───── Data for this exercise

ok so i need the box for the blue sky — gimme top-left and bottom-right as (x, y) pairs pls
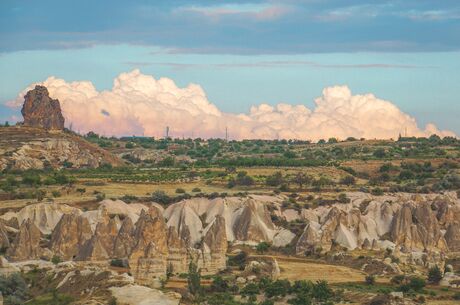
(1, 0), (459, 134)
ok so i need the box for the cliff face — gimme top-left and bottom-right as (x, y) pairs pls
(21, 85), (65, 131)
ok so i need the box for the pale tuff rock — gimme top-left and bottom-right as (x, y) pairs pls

──────────
───── Data for this exercise

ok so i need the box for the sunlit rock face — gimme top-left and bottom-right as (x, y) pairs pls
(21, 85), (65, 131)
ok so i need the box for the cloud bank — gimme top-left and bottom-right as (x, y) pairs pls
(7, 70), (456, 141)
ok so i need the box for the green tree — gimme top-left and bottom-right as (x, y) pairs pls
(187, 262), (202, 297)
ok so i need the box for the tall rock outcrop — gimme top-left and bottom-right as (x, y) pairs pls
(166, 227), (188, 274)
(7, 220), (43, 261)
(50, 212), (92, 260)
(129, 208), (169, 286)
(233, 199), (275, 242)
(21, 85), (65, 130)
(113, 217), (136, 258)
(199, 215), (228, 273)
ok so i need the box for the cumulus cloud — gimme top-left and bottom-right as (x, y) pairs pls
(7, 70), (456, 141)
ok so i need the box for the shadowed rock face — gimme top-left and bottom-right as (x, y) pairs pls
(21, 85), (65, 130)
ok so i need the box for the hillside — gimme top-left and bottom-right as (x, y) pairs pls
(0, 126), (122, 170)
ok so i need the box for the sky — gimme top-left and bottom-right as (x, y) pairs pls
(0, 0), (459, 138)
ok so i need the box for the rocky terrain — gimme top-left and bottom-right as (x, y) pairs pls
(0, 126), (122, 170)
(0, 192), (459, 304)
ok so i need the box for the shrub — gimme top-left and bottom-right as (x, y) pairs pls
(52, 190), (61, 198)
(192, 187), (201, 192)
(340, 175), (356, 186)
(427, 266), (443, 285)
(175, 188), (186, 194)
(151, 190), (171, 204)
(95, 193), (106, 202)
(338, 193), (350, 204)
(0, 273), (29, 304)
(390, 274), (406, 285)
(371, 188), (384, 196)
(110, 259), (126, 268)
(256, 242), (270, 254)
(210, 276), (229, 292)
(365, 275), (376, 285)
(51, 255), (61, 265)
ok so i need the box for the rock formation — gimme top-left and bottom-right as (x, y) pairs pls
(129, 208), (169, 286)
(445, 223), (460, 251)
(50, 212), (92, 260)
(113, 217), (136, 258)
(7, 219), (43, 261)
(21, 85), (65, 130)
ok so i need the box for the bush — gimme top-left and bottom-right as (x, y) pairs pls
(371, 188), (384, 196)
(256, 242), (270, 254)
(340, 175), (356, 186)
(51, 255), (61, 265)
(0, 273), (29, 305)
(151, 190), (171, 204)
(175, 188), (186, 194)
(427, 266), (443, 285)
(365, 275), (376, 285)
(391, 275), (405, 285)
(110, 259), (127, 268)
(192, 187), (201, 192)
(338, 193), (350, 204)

──────────

What you should do -
Within the listing above, extract exactly the lines that run from the one containing "ok so i need the box for the blue" through the one containing "ok so i need the box for the pale", excluding any pictures.

Written response -
ok so i need the box for the blue sky — gimme top-left and bottom-right as (x, y) pairs pls
(1, 0), (459, 134)
ok so i need the box for the cliff face — gimme top-left and bottom-right as (x, y) pairs pls
(21, 85), (65, 131)
ok so i need the box for the pale tuff rock — gimme top-left and bottom-right as (x, y) pairs pls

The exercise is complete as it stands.